Cement slurry preparation

The ratio of water to Class G cement was fixed at 0.44, and the samples are prepared according to the API RP 10A (Recommended Practice and 10A 2011) and API RP 10B-2 (API Recommended Practice 2009) standards. Geopolymer cement slurry is prepared by gently pouring sodium silicate into the mixer filled with 8 molal sodium hydroxide solution for approximately 10 s. The fly ash is then poured into alkali solution with a speed mixer for 15 s at 4000 rpm, and the mixing is further continued for 35 s at 12,000 rpm to obtain a homogeneous slurry.

Curing and specimen preparation

After preparing the cement slurry with required standards, the slurry is poured into a 2 × 2 × 2-inch steel cubic mold, which is coated with grease. The molds are then located inside a high-pressure, high-temperature (HPHT) curing chamber containing a pressure vessel with controlled heating rates. The curing process is performed for 24 h with two different pressure/temperature conditions, i.e., 17.23 MPa/60 °C and 24.13 MPa/130 °C, to prepare cement paste for CO2-saturated brine immersion experiments. The mix design preparation of geopolymer cement samples used in this experimental study is shown in Table 2. Here, GC60 corresponds to geopolymer cement cured at 60 °C and 17.23 MPa, whereas GC130 corresponds to geopolymer cement cured at 130 °C and 24.13 MPa. Similarly, PC60 is abbreviated for the OPC-based Class G cement cured at 60 °C and 17.23 MPa, and PC130 corresponds to OPC-based Class G cement cured at 130 °C and 24.13 MPa.

SUPPLIED INFORMATION |
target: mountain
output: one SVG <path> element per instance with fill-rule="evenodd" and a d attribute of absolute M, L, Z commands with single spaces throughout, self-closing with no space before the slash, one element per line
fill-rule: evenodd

WORK TO DO |
(A) In the cement preparation passage, what was the ratio of water to Class G cement?
(B) Can you sum up the cement preparation passage in two sentences?
Rely on the cement preparation passage alone, not on the material.

ANSWERS TO THE EXERCISES |
(A) 0.44

(B) Class G cement was mixed at a water-to-cement ratio of 0.44 following API standards, while geopolymer cement slurry was made by adding sodium silicate to 8 molal sodium hydroxide solution and then mixing in fly ash at high speed until homogeneous. The slurries were poured into greased 2 × 2 × 2-inch steel cube molds and cured for 24 h in an HPHT chamber at either 17.23 MPa/60 °C or 24.13 MPa/130 °C, producing the samples labeled GC60, GC130, PC60, and PC130.